** What you will do **
Could you copy each of the entries below word for word, leaving nothing out?

Point labeling entries:
◇ ◇ ◇ ◇ ◇
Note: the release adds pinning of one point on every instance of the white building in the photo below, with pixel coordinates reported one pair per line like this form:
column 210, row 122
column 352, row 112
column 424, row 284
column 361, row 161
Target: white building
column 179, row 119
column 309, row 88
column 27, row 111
◇ ◇ ◇ ◇ ◇
** Response to this exercise **
Note: the release adds pinning of one point on every instance of the white building in the photo below, with pixel coordinates reported one pair per line like this form:
column 210, row 122
column 352, row 112
column 424, row 284
column 361, row 161
Target: white building
column 179, row 119
column 309, row 88
column 27, row 111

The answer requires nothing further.